◆ CONSIGNE 1 ◆
Répondez aux questions suivantes d'après le récit sur Maurice Vachon :
(a) Qui confirme à l'auteur la nouvelle du décès ?
(b) Par l'entremise de qui l'auteur avait-il communiqué avec Maurice pour le comité de sélection ?
(c) Dans quel établissement l'auteur a-t-il rencontré Maurice pour la première fois ?
◆ CONSIGNE 2 ◆
Reproduisez sans modification le passage du récit sur Maurice Vachon qui s'ouvre sur les mots contenant « Je communique avec » et se clôt sur « les choses déboulent. ».
◆ CONSIGNE 3 ◆
Reprenez le récit sur Maurice Vachon à la suite de sa dernière phrase.

◆ TEXTE DU DOCUMENT ◆
==*==

21 novembre 2013

Je suis dans mon bureau à mon emploi de jour. J’ai hâte que la journée se termine, car en soirée, Bertrand Hébert et moi sommes invités à notre tout premier Salon du livre de Montréal avec notre bouquin sur l’histoire de la lutte au Québec.

Vers la fin de l’avant-midi, je reçois un courriel, un courriel auquel je ne m’attendais pas. Un courriel que j’aurais aimé ne pas recevoir: Maurice Vachon serait décédé.

J’appelle son épouse, Kathie, afin de valider l’information.

Pas de réponse.

J’appelle donc son frère Paul. Son épouse Dee me confirme la triste nouvelle.

Le décès de Maurice vient me chercher droit au cœur. Je l’avais bien connu.

Plusieurs années auparavant, par l’entremise de Paul Leduc, j’avais communiqué avec Maurice pour qu’il fasse partie du comité de sélection pour le Temple de la renommée de la lutte au Québec que j’avais fondé. Ma première conversation avec lui a donc été téléphonique. Je l’avais trouvé super gentil. Un bon monsieur. Il avait accepté sur le champ et m’avait donné son adresse pour que je puisse lui envoyer le bulletin de vote.

J’avais ajouté une enveloppe préaffranchie pour qu’il puisse me la retourner sans frais.

Quelques semaines plus tard, j’ai reçu une grande enveloppe. Dans celle-ci, il y avait le bulletin de vote dûment rempli, mais en plus, Maurice avait inséré plusieurs photos de lui autographiées.

Je n’en revenais pas! Quelle générosité!

Puis, en 2009, un documentaire est en chantier sur Maurice, avec une date de sortie en décembre de la même année. Parallèlement, en novembre, on en profite pour l’introniser au Panthéon des sports du Québec.

Je communique avec le documentariste Yves Thériault afin de pouvoir rencontrer Maurice. Il allait passer quelques jours à Montréal.

Et c’est alors que les choses déboulent.

Le jeudi, j’avais rencontré Maurice pour la première fois, au centre de réhabilitation Lucie-Bruneau, là où il avait passé du temps après son accident qui lui avait coûté une jambe. On avait joué au crible. Moi et Kathie contre les frères Vachon. Et je suis fier de dire que j’ai une victoire à ma fiche contre les Vachon!

==*==

◆ Pointage d'objets nommés ◆
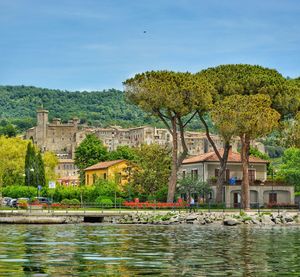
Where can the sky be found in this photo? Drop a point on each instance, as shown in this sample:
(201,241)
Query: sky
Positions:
(98,44)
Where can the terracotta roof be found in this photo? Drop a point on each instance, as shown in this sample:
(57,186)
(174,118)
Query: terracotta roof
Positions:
(103,165)
(68,178)
(233,157)
(61,161)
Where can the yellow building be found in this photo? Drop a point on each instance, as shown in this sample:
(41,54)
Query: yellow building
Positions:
(117,171)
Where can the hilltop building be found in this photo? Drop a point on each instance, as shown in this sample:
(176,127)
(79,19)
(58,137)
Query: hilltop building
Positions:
(63,138)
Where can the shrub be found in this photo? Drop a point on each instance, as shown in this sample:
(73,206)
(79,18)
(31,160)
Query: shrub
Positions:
(74,202)
(104,201)
(23,204)
(19,191)
(65,202)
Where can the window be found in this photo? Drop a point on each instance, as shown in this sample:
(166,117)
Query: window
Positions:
(251,173)
(194,174)
(118,178)
(273,198)
(94,178)
(227,176)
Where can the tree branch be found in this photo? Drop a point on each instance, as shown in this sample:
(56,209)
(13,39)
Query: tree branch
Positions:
(209,137)
(163,118)
(189,119)
(183,143)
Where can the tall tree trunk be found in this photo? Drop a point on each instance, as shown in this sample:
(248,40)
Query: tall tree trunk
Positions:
(184,153)
(222,173)
(174,169)
(223,161)
(245,164)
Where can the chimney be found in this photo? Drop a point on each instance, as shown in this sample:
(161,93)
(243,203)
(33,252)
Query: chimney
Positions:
(230,150)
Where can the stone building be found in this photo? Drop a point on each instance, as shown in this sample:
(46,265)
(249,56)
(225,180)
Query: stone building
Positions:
(205,167)
(63,138)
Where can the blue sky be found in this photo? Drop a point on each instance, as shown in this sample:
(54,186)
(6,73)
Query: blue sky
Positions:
(97,44)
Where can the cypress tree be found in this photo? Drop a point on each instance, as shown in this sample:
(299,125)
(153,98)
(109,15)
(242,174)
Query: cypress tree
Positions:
(40,170)
(29,165)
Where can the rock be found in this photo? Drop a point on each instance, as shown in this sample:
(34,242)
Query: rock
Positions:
(277,220)
(230,222)
(267,220)
(288,219)
(255,221)
(191,217)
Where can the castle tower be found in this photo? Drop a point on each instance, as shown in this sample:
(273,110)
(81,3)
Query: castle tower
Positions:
(41,128)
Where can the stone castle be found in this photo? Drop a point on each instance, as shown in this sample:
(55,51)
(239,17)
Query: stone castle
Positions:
(63,138)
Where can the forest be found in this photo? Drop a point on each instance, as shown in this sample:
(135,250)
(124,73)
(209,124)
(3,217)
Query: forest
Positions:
(18,105)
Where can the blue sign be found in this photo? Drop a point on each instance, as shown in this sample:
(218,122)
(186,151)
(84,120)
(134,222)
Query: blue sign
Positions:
(232,181)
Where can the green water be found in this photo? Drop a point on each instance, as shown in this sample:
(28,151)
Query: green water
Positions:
(131,250)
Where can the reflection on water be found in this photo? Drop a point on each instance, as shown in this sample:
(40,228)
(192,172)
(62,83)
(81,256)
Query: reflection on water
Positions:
(129,250)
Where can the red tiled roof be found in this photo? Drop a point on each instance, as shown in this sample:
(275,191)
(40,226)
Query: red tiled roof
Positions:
(233,157)
(103,165)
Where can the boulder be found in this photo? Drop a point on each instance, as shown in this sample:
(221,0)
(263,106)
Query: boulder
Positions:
(191,217)
(231,222)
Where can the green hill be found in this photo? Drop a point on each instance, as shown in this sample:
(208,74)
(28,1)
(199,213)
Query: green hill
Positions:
(18,105)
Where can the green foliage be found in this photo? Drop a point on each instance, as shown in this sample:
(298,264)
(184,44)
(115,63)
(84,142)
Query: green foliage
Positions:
(19,191)
(90,151)
(8,130)
(104,201)
(18,105)
(290,132)
(251,115)
(151,177)
(12,159)
(123,152)
(289,170)
(70,202)
(244,79)
(34,167)
(256,153)
(171,96)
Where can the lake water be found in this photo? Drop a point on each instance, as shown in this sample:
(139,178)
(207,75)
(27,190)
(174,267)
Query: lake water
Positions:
(131,250)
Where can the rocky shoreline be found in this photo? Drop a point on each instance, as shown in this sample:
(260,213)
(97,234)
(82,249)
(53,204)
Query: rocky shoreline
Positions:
(205,218)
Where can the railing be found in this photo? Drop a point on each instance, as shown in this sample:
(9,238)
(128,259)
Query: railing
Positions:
(146,206)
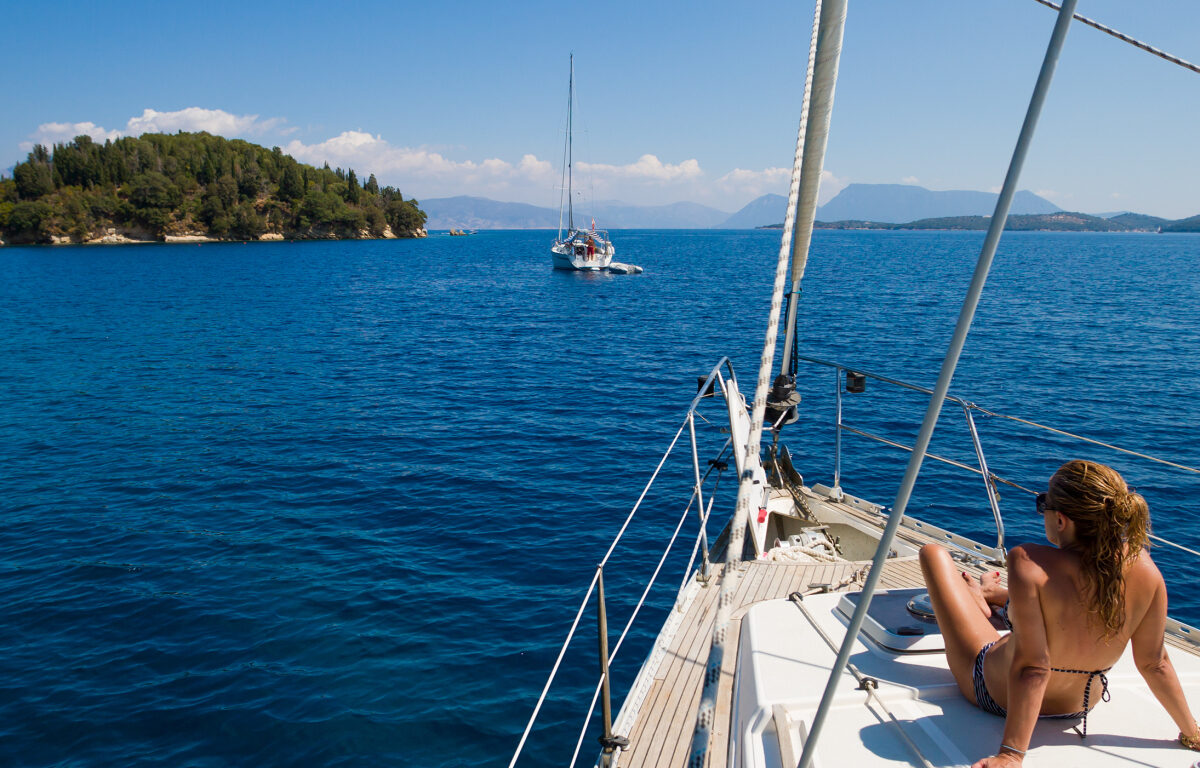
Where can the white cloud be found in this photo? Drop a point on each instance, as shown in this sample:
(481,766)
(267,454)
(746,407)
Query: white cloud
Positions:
(373,154)
(436,172)
(646,168)
(753,184)
(216,121)
(59,132)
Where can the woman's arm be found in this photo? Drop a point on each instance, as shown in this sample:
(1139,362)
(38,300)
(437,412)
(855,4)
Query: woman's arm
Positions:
(1030,671)
(1156,667)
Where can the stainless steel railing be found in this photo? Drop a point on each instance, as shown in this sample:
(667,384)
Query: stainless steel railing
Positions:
(721,377)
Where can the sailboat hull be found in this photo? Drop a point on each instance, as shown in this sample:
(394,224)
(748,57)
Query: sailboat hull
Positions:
(574,253)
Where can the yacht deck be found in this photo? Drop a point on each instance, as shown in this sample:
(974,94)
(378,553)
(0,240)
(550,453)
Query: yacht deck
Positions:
(661,732)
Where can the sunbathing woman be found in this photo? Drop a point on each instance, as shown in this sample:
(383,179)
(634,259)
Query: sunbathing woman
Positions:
(1073,607)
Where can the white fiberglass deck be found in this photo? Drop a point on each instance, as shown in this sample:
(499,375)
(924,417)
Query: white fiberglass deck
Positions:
(784,664)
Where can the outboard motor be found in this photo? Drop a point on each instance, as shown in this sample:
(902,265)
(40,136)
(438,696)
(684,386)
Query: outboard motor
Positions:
(781,402)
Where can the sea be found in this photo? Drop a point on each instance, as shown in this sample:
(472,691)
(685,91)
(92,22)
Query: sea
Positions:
(339,503)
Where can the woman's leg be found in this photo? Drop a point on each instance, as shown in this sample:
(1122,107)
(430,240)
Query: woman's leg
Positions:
(959,611)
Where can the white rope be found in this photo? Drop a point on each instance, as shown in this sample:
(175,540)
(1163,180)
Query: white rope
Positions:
(1171,544)
(587,597)
(553,672)
(1123,37)
(629,624)
(706,714)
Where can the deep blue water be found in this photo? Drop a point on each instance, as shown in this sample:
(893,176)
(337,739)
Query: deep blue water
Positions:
(336,503)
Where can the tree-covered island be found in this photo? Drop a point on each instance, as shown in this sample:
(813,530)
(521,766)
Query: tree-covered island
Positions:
(191,186)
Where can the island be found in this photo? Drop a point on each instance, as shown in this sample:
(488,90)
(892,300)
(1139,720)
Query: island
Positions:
(1061,221)
(191,187)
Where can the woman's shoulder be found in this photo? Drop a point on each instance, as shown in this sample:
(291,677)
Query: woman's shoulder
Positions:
(1031,562)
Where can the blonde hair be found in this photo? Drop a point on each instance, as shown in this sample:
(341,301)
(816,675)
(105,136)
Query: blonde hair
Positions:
(1111,527)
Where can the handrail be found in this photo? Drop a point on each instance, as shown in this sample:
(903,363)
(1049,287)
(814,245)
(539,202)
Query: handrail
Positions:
(717,376)
(969,408)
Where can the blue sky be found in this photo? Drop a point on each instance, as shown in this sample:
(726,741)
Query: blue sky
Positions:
(676,101)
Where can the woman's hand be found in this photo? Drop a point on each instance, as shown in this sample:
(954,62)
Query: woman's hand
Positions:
(1001,760)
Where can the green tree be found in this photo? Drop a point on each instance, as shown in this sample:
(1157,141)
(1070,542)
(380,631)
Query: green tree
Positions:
(30,221)
(34,179)
(292,185)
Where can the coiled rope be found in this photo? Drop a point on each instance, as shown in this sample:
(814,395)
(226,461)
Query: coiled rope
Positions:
(1132,41)
(706,714)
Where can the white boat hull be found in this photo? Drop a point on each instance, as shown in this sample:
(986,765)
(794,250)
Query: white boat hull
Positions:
(573,256)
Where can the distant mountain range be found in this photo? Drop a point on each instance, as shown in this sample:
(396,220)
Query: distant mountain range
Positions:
(478,213)
(859,205)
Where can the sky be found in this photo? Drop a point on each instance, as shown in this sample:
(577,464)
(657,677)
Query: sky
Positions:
(675,101)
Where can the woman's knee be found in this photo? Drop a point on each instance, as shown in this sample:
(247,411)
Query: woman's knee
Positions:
(933,553)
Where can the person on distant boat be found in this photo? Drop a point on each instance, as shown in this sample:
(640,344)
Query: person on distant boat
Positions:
(1073,607)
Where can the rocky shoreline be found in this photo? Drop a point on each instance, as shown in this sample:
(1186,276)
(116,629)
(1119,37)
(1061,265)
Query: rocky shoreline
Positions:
(114,235)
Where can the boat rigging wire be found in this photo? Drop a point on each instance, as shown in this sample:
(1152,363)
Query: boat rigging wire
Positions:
(706,713)
(1086,439)
(1132,41)
(966,315)
(629,624)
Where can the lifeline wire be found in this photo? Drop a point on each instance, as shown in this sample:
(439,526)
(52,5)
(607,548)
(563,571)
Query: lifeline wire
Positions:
(1132,41)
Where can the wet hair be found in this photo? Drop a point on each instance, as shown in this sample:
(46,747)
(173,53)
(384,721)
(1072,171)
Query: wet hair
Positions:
(1111,527)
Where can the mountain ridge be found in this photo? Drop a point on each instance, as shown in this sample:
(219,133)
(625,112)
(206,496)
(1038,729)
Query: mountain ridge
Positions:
(856,203)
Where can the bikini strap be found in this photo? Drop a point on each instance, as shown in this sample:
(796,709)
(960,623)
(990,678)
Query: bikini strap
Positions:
(1087,689)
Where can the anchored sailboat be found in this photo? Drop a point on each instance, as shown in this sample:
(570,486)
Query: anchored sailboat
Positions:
(588,250)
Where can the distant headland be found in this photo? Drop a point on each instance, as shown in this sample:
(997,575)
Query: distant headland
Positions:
(192,187)
(1060,221)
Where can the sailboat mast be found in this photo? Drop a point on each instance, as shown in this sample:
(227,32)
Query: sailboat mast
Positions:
(825,79)
(570,107)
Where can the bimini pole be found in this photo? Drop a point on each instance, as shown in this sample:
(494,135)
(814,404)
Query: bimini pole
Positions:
(943,381)
(825,78)
(748,484)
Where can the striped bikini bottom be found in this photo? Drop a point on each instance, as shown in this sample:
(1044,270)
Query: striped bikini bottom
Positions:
(985,702)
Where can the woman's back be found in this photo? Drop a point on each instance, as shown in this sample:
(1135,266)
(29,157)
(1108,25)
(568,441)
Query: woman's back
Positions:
(1075,636)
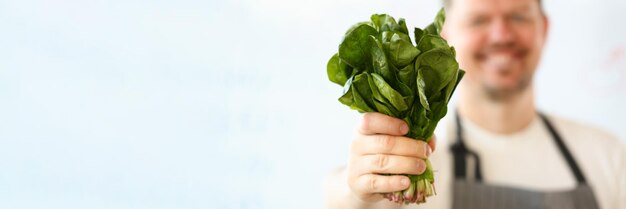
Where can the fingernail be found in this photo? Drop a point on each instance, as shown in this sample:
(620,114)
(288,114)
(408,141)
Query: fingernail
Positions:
(404,182)
(404,129)
(421,167)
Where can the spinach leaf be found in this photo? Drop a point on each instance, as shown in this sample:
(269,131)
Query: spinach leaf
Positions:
(383,71)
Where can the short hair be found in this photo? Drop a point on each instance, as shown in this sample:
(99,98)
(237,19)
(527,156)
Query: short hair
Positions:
(448,3)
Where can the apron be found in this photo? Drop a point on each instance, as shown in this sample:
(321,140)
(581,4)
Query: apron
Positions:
(471,193)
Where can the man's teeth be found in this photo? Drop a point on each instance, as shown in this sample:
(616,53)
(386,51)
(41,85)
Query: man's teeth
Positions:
(500,59)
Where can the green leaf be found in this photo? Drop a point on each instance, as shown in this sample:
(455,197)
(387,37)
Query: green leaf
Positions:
(418,33)
(354,49)
(437,68)
(407,76)
(384,22)
(402,27)
(421,90)
(362,94)
(431,29)
(395,98)
(439,20)
(380,65)
(401,51)
(429,42)
(338,71)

==*==

◆ RÉPONSE ATTENDUE 1 ◆
(a) Dee, l'épouse de Paul, le frère de Maurice.
(b) Paul Leduc.
(c) Au centre de réhabilitation Lucie-Bruneau.

◆ RÉPONSE ATTENDUE 2 ◆
Je communique avec le documentariste Yves Thériault afin de pouvoir rencontrer Maurice. Il allait passer quelques jours à Montréal.

Et c’est alors que les choses déboulent.

◆ RÉPONSE ATTENDUE 3 ◆
Puis, le samedi, de concert avec l’une des plus vieilles promotions de lutte au Québec, la NCW, on organise une soirée hommage aux frères Vachon. Maurice prend le micro. Paul frappe un des vilains de la place. Les deux signent des autographes et prennent des photos avec les amateurs. Une soirée magique! Il s’agira de la dernière fois que les deux frères se retrouveront en même temps dans une salle de lutte au Québec.

Quelques années auparavant, Maurice avait parlé de moi à son frère Paul et on s’était parlés et vus à quelques reprises. Si bien que Paul m’avait demandé d’organiser une soirée le dimanche soir avec sa famille et quelques amis, dont Guy Émond, Régis Lévesque et quelques autres anciens.

Il m’avait dit d’inviter mes parents et j’avais pris une photo avec mon père et Maurice, une photo que je chéris encore aujourd’hui, mon père étant parti rejoindre Maurice six mois après ce dernier.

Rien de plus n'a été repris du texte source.